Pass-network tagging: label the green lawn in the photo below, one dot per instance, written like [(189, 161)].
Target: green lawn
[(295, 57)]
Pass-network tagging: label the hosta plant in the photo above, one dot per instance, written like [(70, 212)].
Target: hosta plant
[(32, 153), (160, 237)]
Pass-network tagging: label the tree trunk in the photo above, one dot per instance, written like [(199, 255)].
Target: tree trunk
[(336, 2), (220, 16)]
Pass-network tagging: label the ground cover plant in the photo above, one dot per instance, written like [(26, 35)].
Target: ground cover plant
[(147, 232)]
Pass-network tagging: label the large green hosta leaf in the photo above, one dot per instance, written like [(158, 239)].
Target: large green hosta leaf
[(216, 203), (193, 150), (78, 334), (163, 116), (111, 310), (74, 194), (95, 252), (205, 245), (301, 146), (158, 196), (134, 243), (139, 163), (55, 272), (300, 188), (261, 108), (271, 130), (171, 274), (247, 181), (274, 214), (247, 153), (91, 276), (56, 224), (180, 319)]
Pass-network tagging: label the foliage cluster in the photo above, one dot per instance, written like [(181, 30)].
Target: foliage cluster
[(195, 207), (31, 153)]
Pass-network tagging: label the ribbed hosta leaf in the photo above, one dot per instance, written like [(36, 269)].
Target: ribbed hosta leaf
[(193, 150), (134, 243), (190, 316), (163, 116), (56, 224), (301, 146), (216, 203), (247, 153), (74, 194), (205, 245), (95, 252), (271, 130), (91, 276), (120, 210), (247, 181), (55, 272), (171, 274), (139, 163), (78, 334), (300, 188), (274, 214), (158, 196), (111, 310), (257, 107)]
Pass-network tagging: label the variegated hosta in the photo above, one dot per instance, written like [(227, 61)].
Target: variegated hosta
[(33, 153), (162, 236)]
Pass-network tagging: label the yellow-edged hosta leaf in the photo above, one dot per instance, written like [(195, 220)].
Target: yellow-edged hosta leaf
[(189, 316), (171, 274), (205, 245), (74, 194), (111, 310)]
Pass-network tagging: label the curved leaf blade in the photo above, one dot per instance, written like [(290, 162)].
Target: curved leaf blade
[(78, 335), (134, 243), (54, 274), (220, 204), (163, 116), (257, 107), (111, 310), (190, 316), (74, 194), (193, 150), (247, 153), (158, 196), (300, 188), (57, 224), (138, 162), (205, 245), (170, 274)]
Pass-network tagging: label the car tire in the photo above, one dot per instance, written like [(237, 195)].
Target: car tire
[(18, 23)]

• _Task objective_: When the line with "Pass-network tagging: label the yellow-edged" is reached in the data above, begin copying, and stop after the line with "Pass-network tagging: label the curved"; copy each line exactly, both ends included.

• _Exercise result_:
Pass-network tagging: label the yellow-edged hosta leaf in the photo above, one dot per instance, written like [(195, 220)].
Target: yellow-edged hosta leaf
[(189, 316), (171, 274), (205, 245), (74, 194), (111, 310)]
Pass-network tagging: label the curved leaf blade in the photo above, one dot per instance, written like [(290, 162)].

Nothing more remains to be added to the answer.